安全節點:所有存在的路徑都通向終端節點。
找出圖中的所有安全節點編號,並依照編號順序排列。
Example 1:
https://s3-lc-upload.s3.amazonaws.com/uploads/2018/03/17/picture1.png
Illustration of graph
Input: graph = [[1,2],[2,3],[5],[0],[5],[],[]]
Output: [2,4,5,6]
Explanation: The given graph is shown above.
Nodes 5 and 6 are terminal nodes as there are no outgoing edges from either
of them.
Every path starting at nodes 2, 4, 5, and 6 all lead to either node 5 or 6.
Example 2:
Input: graph = [[1,2,3,4],[1,2],[3,4],[0,4],[]]
Output: [4]
Explanation:
Only node 4 is a terminal node, and every path starting at node 4 leads to
node 4.
思路:
1.先找出所有出度為0的節點標記為安全節點。
2.對每個點進行DFS,如果每個路徑都是安全節點則該點也為安全節點,否則該點為
不安全節點,另外遇到任何cycle時該點也為不安全節點。
3.nodeState = 1 表示安全節點 nodeState = -1 表示不安全 nodeState = 0 表示未
統計的節點。
4.把節點都跑過之後,把nodeState = 1 的照順序轉成 List 即可。

必做任務 1: 判斷下列三項敘述是否與這篇安全節點說明相符,各以「是」或「否」作答,並原文引用作為依據的字句:(a) 範例一中,節點5和6是終端節點;(b) nodeState = 0 表示不安全節點;(c) 對節點做DFS時遇到cycle,該點仍算安全節點。
必做任務 2: 照抄這篇安全節點說明中從「Nodes 5 and」開始、到「node 5 or 6.」結束的部分。

已知資料:

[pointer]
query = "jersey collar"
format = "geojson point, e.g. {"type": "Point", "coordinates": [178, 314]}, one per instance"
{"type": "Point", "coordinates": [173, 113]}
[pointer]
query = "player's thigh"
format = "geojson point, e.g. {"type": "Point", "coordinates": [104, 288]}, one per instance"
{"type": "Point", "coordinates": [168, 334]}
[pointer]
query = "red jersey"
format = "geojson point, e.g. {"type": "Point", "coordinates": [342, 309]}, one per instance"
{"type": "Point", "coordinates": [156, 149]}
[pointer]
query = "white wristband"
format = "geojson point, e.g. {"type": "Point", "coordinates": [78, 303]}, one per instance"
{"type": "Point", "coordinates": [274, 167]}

完整解答 1:
(a) 是:「Nodes 5 and 6 are terminal nodes」
(b) 否:「nodeState = -1 表示不安全」
(c) 否:「遇到任何cycle時該點也為不安全節點」

完整解答 2:
Nodes 5 and 6 are terminal nodes as there are no outgoing edges from either
of them.
Every path starting at nodes 2, 4, 5, and 6 all lead to either node 5 or 6.